Extrait de texte →
Un « minimum » de débat – cinq ans ! – a permis de faire avancer les choses et d’aboutir à un dispositif structuré. L’existence d’un diplôme universitaire permet de progresser, même si d’autres problèmes se créent autour de ces questions.

(L'amendement n° 2083 rectifié est adopté.)

M. le président. La parole est à M. Paul Jeanneteau, pour défendre l’amendement n° 191.

M. Paul Jeanneteau. La France se situe parmi les pays de l'Union Européenne qui ont le taux de recours à l'IVG le plus élevé, malgré une utilisation massive de contraceptifs. Il s'agit d'un véritable problème de santé publique. Il existe un moyen de contraception d'urgence, la pilule du lendemain, mais elle constitue une contraception de rattrapage et ne doit pas être considérée comme un moyen de contraception régulier. En effet, la prise répétée de cette contraception d'urgence majore le risque d'échec.

Dans notre pays, les pharmaciens, en tant que professionnels de la santé, sont parfaitement aptes à délivrer une première contraception qui soit une pilule microprogestative. Permettre aux pharmaciens de prescrire cette première contraception permettra aux bénéficiaires de se tourner ensuite vers le médecin de leur choix, sans courir un risque de grossesse.

M. le président. Quel est l'avis de la commission ?

M. Jean-Marie Rolland, rapporteur. La commission a rejeté cet amendement.

M. le président. Quel est l'avis du Gouvernement ?

Mme Roselyne Bachelot-Narquin, ministre de la santé. Monsieur Jeanneteau, je comprends bien votre préoccupation, mais une primo prescription de contraceptif oral relève d’une consultation médicale avec un interrogatoire, un examen médical complet, la recherche de contre-indications, de facteurs de risques.

Tâches à réaliser →
**a.** Ces affirmations concordent-elles avec le débat sur la contraception ? (i) La commission a rejeté l'amendement n° 191. (ii) Selon M. Jeanneteau, la pilule du lendemain peut servir de contraception régulière. (iii) L'amendement n° 2083 rectifié a été rejeté. Répondez à chacune par oui ou par non, en citant mot pour mot les termes du débat qui tranchent.
**b.** Prolongez le débat sur la contraception à la suite de sa dernière phrase.
Les données qui suivent proviennent d'une autre source.

Bloc de données →
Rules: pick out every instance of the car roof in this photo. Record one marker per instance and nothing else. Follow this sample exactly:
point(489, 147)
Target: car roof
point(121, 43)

Réponses →
**a.**
(i) Oui : « La commission a rejeté cet amendement. »
(ii) Non : « ne doit pas être considérée comme un moyen de contraception régulier »
(iii) Non : « L'amendement n° 2083 rectifié est adopté. »

**b.**
Comme le disait tout à l'heure Mme Poletti, il faut présenter aux intéressées toute la palette de moyens contraceptifs car nous avons une culture de mono contraception orale. Un échec n’est-il pas lié au fait qu’on ne proposera pas la méthode de contraception la plus adaptée à cette femme ?

La bonne démarche pharmaceutique consiste donc à orienter la femme vers un médecin ou un centre de planification, afin que soit organisée de la meilleure façon une prise en charge.

M. le président. La parole est à Mme Catherine Lemorton.

Mme Catherine Lemorton. Mme la ministre vient d’exposer la théorie, ce qui devrait se faire, mais ce n’est pas évident sur le terrain.

Quand une jeune fille arrive dans une officine où on ne la connaît pas, on lui pose des questions pour essayer d’obtenir des réponses sur les conditions dans lesquelles a eu lieu le rapport qui a conduit à la demande de contraception d’urgence. Il est dommage de la laisser repartir dans la nature, sans lui donner au moins une chance ; une plaquette et non trois suffirait peut-être.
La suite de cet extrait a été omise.